• _Your assignment_:
From the entries, copy every line that carries the string "positive".
--- Records provided ---
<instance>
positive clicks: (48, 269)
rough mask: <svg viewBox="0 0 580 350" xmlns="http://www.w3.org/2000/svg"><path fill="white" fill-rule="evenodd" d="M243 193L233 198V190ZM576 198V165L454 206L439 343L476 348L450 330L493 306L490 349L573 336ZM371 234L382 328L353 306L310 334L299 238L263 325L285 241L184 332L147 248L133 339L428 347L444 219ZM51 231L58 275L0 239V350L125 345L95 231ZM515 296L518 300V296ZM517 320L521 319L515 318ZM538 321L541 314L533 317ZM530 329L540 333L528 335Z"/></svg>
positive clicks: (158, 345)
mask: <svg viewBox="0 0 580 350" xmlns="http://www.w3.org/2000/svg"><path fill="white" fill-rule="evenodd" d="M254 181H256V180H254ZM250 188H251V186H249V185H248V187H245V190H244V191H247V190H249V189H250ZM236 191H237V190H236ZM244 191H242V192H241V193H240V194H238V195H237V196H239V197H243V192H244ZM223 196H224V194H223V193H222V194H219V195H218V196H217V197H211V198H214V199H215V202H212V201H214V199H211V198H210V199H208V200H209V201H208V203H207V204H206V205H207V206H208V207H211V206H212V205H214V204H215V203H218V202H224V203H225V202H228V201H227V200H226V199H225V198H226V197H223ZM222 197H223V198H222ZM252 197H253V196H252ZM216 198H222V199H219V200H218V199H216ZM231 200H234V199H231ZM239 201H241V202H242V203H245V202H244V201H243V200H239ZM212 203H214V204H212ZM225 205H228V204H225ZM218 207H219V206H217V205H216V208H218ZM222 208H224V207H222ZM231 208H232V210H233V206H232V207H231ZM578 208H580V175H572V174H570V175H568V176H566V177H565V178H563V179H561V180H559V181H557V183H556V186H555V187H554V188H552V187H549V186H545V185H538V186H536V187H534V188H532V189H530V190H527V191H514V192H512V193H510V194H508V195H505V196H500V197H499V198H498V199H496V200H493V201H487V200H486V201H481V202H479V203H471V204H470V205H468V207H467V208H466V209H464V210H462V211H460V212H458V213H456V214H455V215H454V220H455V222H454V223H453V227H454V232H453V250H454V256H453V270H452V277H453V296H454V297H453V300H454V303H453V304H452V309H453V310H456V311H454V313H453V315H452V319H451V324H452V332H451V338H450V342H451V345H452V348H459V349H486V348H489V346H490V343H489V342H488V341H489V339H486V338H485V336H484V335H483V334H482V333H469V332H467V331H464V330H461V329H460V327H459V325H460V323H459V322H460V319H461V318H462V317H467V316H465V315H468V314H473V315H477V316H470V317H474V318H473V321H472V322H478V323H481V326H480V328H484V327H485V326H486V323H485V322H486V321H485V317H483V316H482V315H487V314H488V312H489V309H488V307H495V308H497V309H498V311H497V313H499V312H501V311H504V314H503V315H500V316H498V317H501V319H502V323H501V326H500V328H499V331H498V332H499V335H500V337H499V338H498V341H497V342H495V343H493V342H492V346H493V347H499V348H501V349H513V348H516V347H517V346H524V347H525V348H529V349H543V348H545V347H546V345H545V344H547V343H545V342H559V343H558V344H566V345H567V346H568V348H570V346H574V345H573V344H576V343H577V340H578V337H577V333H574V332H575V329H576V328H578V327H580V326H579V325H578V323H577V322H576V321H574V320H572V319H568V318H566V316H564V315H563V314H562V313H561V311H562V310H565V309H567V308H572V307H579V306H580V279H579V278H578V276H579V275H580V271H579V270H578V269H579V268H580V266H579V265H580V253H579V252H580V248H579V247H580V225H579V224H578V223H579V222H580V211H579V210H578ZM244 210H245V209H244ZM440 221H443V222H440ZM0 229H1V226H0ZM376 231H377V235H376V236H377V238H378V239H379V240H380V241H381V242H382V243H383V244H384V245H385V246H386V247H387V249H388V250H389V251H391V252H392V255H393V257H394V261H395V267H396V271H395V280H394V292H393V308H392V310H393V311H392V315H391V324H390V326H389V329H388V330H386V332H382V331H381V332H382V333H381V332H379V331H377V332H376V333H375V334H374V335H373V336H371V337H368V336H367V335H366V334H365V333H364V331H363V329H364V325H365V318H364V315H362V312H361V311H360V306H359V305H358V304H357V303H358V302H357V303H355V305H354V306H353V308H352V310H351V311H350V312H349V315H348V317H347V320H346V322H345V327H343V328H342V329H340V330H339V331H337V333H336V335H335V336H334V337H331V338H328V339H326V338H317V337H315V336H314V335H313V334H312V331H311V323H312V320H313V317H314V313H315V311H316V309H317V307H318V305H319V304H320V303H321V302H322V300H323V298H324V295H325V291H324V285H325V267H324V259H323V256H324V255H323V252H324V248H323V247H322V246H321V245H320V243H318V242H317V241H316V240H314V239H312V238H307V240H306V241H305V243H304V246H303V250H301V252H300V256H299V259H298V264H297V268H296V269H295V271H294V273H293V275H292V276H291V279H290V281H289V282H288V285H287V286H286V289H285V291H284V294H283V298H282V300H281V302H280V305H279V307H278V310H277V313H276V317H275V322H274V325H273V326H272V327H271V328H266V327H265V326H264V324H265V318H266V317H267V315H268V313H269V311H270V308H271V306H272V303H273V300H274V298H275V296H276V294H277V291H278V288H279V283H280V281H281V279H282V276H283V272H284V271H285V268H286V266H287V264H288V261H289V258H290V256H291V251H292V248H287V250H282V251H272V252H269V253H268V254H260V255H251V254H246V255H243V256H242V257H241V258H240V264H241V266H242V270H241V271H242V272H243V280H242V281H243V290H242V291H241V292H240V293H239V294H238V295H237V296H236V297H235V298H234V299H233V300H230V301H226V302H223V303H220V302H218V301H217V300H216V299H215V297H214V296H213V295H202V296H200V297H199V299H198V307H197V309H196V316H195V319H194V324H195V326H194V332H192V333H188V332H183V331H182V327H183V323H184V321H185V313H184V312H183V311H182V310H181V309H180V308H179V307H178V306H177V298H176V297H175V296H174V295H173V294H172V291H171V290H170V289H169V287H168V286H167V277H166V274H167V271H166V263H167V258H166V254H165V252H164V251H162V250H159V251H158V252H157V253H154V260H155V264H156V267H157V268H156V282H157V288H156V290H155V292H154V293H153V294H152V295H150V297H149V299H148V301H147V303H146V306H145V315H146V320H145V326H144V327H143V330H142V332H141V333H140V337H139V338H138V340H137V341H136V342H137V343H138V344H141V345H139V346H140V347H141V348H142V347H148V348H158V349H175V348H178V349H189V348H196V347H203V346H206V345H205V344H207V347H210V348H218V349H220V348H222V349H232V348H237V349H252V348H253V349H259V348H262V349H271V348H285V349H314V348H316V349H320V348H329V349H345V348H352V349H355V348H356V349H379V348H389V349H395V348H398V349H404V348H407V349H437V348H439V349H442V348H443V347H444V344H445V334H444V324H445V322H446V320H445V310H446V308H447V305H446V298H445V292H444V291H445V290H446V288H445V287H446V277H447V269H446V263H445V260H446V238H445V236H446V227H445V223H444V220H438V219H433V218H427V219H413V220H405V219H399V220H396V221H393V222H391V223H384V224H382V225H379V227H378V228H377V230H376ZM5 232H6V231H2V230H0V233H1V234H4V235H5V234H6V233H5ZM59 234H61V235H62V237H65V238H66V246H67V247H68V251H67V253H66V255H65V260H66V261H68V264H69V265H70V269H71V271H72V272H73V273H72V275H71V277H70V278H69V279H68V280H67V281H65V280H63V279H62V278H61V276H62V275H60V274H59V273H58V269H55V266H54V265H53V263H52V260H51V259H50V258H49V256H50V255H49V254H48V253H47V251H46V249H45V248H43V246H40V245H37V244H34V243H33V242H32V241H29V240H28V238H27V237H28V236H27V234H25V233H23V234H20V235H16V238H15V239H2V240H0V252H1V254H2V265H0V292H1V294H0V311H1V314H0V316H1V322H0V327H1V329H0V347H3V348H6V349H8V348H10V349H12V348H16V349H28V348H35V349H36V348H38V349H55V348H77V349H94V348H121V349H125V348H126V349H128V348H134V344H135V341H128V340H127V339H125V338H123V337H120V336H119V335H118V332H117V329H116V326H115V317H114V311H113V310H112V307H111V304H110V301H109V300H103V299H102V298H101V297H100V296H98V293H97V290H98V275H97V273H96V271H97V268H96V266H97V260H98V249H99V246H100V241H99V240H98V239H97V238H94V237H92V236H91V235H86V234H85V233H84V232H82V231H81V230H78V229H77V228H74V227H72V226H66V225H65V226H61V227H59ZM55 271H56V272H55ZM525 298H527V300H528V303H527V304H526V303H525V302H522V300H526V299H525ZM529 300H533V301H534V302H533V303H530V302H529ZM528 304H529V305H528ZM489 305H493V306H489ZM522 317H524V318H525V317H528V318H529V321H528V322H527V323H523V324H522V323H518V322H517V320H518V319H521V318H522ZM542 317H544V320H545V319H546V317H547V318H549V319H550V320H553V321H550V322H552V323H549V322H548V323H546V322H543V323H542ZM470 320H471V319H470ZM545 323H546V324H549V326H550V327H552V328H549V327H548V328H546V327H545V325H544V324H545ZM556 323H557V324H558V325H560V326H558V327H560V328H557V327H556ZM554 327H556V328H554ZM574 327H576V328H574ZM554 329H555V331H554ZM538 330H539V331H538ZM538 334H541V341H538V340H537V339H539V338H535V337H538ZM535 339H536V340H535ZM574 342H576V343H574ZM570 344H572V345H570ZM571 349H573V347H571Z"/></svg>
---
• _Task output_:
positive clicks: (48, 269)
positive clicks: (158, 345)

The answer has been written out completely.